> SOURCE TEXT:
++++++++++++++++++++

These providers use cloud-based or built-in voices and do not store local voice files. voices_dir is not used by these providers.

Migration from Old System#

If you have voices in ./voices/ from older versions:

Option 1: Move to System Location#

# Create system voices directory
mkdir -p ~/.local/share/scholium/voices

# Move voices
mv ./voices/* ~/.local/share/scholium/voices/

# Update config.yaml (if needed - it's now the default)
voices_dir: "~/.local/share/scholium/voices"

Option 2: Keep Project-Specific#

# Just update config.yaml
voices_dir: "./voices"

Your existing voices will continue to work!

Best Practices#

For Individual Users#

Use system-wide storage (default):

voices_dir: "~/.local/share/scholium/voices"

Download voices once
Use across all projects
Cleaner project directories

For Teams/Organizations#

Use project-specific storage:

voices_dir: "./voices"

Everyone has same voices
Can be in shared storage
Consistent across team

For Distribution#

If distributing a project with pre-trained voices:

voices_dir: "./voices"

Include voices in your distribution. Users get everything they need.

Troubleshooting#

Can’t find voices#

Check your config:

grep voices_dir config.yaml

List what’s there:

ls -la ~/.local/share/scholium/voices/piper/
ls -la ~/.local/share/scholium/voices/coqui/

Permission issues#

Make sure directory is writable:

chmod -R u+w ~/.local/share/scholium/voices/

Disk space#

Voice models can be large:

Piper voice: ~50-100 MB each
Coqui trained voice: ~1-5 MB each (plus optional pre-computed embeddings)

++++++++++++++++++++

> INSTRUCTION 1: Please copy the voice storage guide between "# Move voices" and "continue to work!", inclusive, switching every "config.yaml" to "settings.yaml".
> INSTRUCTION 2: According to the voice storage guide, how large is each Piper voice model?

(Stored dataset items)
++++++++++++++++++++

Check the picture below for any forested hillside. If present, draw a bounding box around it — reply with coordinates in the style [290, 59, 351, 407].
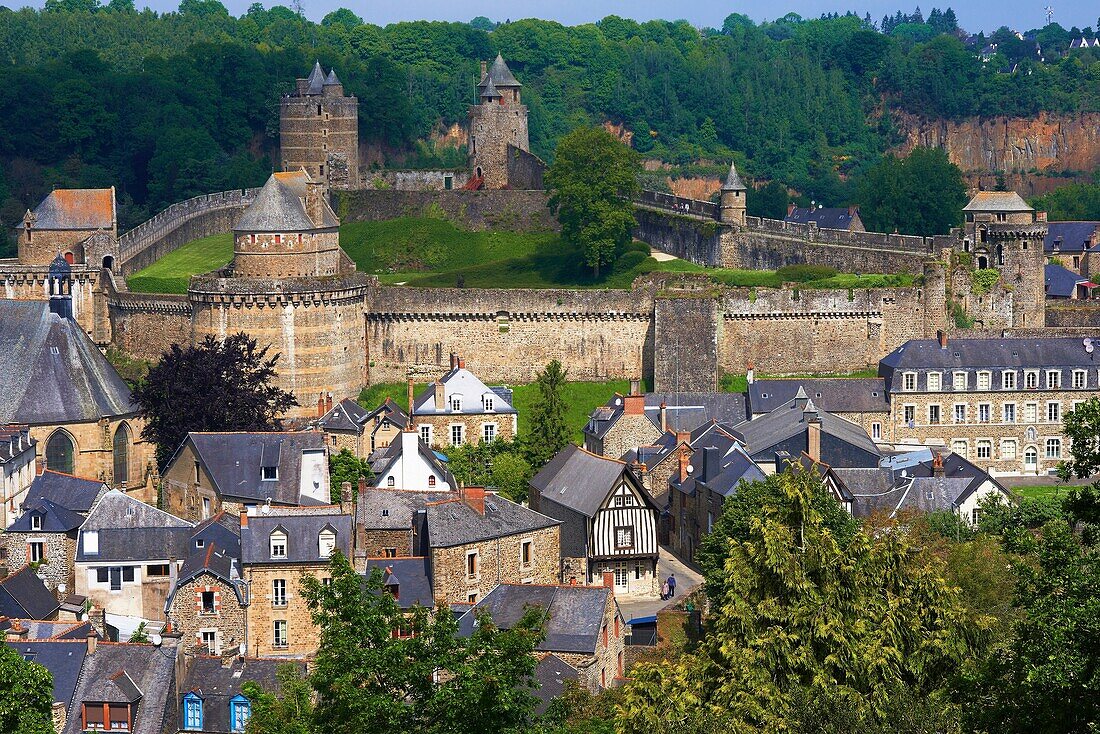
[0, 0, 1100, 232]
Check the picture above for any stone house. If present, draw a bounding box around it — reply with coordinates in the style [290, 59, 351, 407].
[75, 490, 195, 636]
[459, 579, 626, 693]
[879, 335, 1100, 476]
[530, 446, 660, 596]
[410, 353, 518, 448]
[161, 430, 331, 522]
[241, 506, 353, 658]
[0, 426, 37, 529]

++++++++++++++++++++

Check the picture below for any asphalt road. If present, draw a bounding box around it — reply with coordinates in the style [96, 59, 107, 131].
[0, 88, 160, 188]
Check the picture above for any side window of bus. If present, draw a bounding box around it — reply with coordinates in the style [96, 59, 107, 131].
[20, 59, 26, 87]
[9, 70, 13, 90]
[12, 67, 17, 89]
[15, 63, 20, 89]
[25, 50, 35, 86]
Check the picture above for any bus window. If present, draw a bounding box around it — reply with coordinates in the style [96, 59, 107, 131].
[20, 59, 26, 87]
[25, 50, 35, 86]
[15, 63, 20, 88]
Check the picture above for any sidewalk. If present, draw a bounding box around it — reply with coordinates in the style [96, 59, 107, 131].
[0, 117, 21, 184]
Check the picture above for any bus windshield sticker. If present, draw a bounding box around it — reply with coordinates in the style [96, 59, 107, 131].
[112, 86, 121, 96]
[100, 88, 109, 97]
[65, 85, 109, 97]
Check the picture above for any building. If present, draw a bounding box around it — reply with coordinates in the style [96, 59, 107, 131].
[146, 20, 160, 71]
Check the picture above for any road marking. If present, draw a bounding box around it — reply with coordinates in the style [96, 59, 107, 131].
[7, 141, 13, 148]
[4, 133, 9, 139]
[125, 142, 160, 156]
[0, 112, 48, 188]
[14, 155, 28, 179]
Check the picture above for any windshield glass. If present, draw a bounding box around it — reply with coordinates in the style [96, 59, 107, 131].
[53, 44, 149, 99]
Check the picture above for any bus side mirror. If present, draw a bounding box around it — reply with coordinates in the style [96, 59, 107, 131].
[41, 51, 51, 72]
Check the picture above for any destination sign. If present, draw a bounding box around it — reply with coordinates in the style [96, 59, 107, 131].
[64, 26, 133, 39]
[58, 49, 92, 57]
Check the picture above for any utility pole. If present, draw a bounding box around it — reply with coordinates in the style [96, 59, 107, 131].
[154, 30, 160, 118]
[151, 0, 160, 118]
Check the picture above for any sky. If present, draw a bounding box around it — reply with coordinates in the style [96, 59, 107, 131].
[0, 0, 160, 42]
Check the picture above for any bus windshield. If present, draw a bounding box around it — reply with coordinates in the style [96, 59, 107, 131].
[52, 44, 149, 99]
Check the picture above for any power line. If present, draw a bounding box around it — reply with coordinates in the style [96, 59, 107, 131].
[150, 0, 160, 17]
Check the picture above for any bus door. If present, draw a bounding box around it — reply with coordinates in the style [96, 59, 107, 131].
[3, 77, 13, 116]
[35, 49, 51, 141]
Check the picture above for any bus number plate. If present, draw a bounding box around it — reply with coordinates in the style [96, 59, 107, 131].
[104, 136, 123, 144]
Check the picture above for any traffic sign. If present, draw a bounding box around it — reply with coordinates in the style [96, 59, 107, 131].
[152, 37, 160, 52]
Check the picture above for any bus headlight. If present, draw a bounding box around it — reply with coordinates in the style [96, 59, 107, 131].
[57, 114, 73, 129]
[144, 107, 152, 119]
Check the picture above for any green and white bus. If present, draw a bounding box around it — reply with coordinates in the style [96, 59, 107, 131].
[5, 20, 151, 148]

++++++++++++++++++++

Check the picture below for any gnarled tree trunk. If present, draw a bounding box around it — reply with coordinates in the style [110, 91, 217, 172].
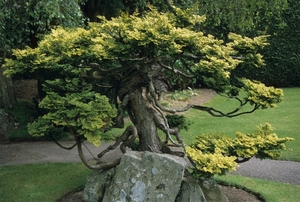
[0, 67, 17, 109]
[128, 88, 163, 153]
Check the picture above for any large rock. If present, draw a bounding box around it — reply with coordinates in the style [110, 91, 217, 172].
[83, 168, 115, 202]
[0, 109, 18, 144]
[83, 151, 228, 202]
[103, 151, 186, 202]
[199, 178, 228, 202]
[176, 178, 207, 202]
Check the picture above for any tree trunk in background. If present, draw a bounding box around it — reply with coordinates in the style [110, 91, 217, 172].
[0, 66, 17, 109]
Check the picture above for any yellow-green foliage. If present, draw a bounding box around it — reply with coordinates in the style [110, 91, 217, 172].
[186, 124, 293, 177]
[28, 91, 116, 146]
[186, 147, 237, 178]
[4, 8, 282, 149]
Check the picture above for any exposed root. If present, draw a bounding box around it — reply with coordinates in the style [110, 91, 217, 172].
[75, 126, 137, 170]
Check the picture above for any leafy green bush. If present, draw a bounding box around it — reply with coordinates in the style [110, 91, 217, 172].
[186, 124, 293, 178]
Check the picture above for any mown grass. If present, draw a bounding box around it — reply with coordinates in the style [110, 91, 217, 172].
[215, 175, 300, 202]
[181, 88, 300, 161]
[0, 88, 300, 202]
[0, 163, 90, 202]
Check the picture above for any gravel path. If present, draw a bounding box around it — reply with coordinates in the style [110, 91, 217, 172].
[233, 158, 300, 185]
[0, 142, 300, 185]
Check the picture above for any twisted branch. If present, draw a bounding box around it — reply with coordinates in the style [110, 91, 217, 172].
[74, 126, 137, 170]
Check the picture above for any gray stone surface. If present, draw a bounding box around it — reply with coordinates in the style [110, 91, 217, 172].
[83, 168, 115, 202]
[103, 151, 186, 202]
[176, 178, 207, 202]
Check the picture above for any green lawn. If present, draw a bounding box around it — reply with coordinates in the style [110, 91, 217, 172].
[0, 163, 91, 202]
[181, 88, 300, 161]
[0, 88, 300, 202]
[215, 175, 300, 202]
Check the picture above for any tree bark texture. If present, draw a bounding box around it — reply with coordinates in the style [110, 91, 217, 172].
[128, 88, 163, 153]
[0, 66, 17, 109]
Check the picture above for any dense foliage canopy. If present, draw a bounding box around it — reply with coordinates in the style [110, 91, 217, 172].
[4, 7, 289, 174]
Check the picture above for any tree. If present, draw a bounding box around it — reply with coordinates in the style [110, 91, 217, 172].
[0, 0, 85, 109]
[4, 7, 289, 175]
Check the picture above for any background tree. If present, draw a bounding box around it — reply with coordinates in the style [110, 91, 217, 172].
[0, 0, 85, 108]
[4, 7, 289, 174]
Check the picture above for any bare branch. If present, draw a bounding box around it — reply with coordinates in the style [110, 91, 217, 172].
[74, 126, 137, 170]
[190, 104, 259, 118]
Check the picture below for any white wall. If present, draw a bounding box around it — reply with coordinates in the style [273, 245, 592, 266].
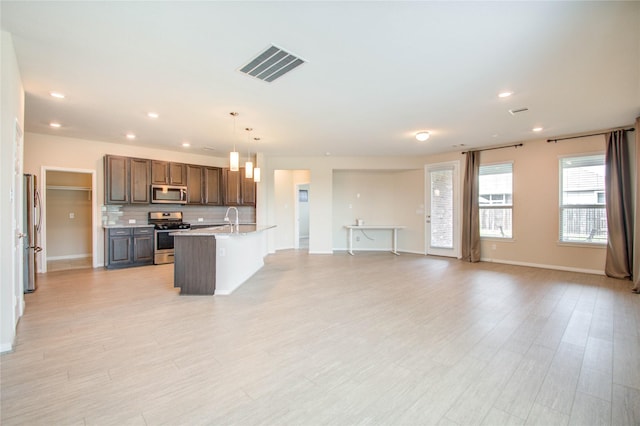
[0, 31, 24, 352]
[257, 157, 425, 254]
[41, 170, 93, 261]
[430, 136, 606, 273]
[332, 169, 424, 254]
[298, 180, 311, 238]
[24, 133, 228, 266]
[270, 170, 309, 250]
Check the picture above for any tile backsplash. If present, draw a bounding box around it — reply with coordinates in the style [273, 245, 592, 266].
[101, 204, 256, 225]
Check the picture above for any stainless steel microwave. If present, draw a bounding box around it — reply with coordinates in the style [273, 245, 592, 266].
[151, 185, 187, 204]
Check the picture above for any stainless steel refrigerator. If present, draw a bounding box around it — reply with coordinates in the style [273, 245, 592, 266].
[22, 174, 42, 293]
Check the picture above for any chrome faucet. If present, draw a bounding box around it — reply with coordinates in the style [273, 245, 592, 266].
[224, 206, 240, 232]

++++++++++++++++++++

> RESPONSE 1:
# Move voices
mv ./voices/* ~/.local/share/scholium/voices/

# Update settings.yaml (if needed - it's now the default)
voices_dir: "~/.local/share/scholium/voices"

Option 2: Keep Project-Specific#

# Just update settings.yaml
voices_dir: "./voices"

Your existing voices will continue to work!

> RESPONSE 2: About 50-100 MB each.